Segmentation mask data:

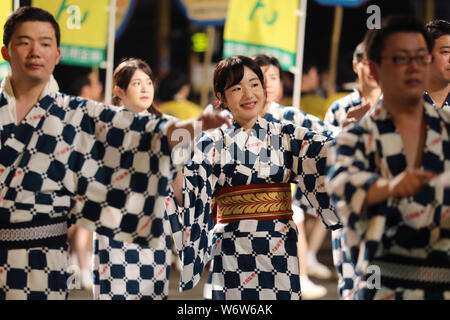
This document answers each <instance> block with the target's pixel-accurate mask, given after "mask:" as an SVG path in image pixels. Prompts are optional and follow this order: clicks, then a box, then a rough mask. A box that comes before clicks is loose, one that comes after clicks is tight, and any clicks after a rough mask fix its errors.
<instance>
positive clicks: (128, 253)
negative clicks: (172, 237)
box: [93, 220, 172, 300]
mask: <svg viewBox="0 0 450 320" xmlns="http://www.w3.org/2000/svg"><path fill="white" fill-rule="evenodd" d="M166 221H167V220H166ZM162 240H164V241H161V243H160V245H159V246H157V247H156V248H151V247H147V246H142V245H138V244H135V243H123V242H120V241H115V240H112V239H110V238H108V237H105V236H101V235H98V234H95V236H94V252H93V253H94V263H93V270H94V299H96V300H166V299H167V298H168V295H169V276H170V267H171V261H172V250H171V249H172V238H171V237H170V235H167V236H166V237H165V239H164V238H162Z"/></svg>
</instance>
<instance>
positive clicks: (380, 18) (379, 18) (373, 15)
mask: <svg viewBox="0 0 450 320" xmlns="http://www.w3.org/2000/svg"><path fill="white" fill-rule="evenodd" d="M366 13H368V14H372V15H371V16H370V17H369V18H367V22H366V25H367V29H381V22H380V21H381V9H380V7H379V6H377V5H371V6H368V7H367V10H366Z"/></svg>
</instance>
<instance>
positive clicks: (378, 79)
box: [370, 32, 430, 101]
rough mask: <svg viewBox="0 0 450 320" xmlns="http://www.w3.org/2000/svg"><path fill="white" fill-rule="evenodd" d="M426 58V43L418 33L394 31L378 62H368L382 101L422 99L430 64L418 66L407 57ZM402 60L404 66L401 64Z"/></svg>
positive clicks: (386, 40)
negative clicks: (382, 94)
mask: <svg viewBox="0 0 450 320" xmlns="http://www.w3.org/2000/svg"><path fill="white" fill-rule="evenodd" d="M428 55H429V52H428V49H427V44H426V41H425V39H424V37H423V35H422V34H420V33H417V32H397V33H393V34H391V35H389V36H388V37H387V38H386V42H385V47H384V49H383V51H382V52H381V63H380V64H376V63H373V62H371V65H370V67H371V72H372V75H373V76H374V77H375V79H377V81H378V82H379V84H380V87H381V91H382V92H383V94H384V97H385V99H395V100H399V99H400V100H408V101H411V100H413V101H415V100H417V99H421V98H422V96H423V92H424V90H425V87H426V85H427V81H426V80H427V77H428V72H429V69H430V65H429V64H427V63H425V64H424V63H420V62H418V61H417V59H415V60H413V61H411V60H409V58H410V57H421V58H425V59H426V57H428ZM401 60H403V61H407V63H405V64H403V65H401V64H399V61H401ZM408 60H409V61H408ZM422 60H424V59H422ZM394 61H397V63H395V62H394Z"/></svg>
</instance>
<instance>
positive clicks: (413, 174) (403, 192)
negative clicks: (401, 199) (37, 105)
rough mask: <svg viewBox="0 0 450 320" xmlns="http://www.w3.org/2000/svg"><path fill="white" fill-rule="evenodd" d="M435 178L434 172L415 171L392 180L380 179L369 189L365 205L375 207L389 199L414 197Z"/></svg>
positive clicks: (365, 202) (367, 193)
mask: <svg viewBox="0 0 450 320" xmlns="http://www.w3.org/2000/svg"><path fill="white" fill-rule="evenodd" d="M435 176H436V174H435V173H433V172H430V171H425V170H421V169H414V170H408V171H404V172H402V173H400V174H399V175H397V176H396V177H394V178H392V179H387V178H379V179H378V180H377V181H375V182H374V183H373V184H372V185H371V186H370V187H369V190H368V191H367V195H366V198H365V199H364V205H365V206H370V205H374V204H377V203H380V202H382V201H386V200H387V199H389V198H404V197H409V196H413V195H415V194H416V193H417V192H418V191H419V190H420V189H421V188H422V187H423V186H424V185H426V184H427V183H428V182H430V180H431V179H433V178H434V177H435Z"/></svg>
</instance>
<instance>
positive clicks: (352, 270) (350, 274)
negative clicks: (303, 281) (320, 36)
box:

REQUIRED ACTION: Copy every one of the records above word for word, leaving out the pictures.

ANSWER TO THE EXERCISE:
This document answers each <instance> block with the target's pixel-accurate mask, given after "mask:" as an SVG path in image pixels. Prompts are optional and follow this order: clicks, then a box, then a rough mask. A box that comes before clicks is loose, one that comes after clicks is tight, and any clicks after a rough mask fix its errors.
<instance>
positive clicks: (128, 253)
negative clicks: (172, 237)
box: [93, 220, 172, 300]
mask: <svg viewBox="0 0 450 320" xmlns="http://www.w3.org/2000/svg"><path fill="white" fill-rule="evenodd" d="M166 221H167V220H166ZM162 240H164V241H161V243H160V245H159V246H157V247H156V248H151V247H147V246H142V245H138V244H135V243H123V242H120V241H115V240H112V239H110V238H108V237H105V236H101V235H98V234H95V236H94V252H93V253H94V263H93V270H94V299H96V300H166V299H167V298H168V295H169V276H170V267H171V261H172V250H171V249H172V238H171V237H170V235H167V236H166V237H165V239H164V238H162Z"/></svg>
</instance>
<instance>
positive clicks: (380, 18) (379, 18) (373, 15)
mask: <svg viewBox="0 0 450 320" xmlns="http://www.w3.org/2000/svg"><path fill="white" fill-rule="evenodd" d="M366 13H368V14H372V15H371V16H370V17H369V18H367V22H366V25H367V29H381V22H380V21H381V9H380V7H379V6H377V5H371V6H368V7H367V10H366Z"/></svg>
</instance>
<instance>
positive clicks: (378, 79)
box: [370, 32, 430, 101]
rough mask: <svg viewBox="0 0 450 320" xmlns="http://www.w3.org/2000/svg"><path fill="white" fill-rule="evenodd" d="M426 58V43L418 33L394 31L378 62H368L382 101L422 99L430 64L418 66L407 57ZM402 60L404 66L401 64Z"/></svg>
positive clicks: (386, 40)
negative clicks: (382, 94)
mask: <svg viewBox="0 0 450 320" xmlns="http://www.w3.org/2000/svg"><path fill="white" fill-rule="evenodd" d="M428 55H429V52H428V49H427V44H426V41H425V39H424V37H423V35H422V34H420V33H417V32H397V33H393V34H391V35H389V36H388V37H387V38H386V42H385V47H384V49H383V51H382V52H381V63H380V64H376V63H373V62H371V65H370V67H371V72H372V75H373V76H374V77H375V79H377V81H378V82H379V84H380V87H381V91H382V92H383V94H384V97H385V99H395V100H399V99H400V100H408V101H411V100H413V101H415V100H417V99H421V98H422V96H423V92H424V90H425V87H426V85H427V81H426V80H427V77H428V72H429V69H430V65H429V64H427V63H425V64H424V63H420V62H418V61H417V59H415V60H413V61H411V60H409V58H410V57H421V58H425V59H426V57H428ZM401 60H403V61H407V63H405V64H403V65H401V64H399V61H401ZM408 60H409V61H408ZM422 60H424V59H422ZM394 61H397V63H395V62H394Z"/></svg>
</instance>
<instance>
positive clicks: (413, 174) (403, 192)
negative clicks: (401, 199) (37, 105)
rough mask: <svg viewBox="0 0 450 320" xmlns="http://www.w3.org/2000/svg"><path fill="white" fill-rule="evenodd" d="M435 178L434 172L415 171L392 180L380 179L369 189L365 205L375 207L389 199L414 197Z"/></svg>
positive clicks: (365, 202) (367, 193)
mask: <svg viewBox="0 0 450 320" xmlns="http://www.w3.org/2000/svg"><path fill="white" fill-rule="evenodd" d="M435 176H436V174H435V173H433V172H430V171H425V170H421V169H414V170H408V171H404V172H402V173H400V174H399V175H397V176H396V177H394V178H392V179H387V178H379V179H378V180H377V181H375V182H374V183H373V184H372V185H371V186H370V187H369V190H368V191H367V195H366V198H365V199H364V205H365V206H370V205H374V204H377V203H380V202H382V201H386V200H387V199H389V198H404V197H409V196H413V195H415V194H416V193H417V192H418V191H419V190H420V189H421V188H422V187H423V186H424V185H426V184H427V183H428V182H430V180H431V179H433V178H434V177H435Z"/></svg>
</instance>
<instance>
positive clicks: (352, 270) (350, 274)
negative clicks: (303, 281) (320, 36)
box:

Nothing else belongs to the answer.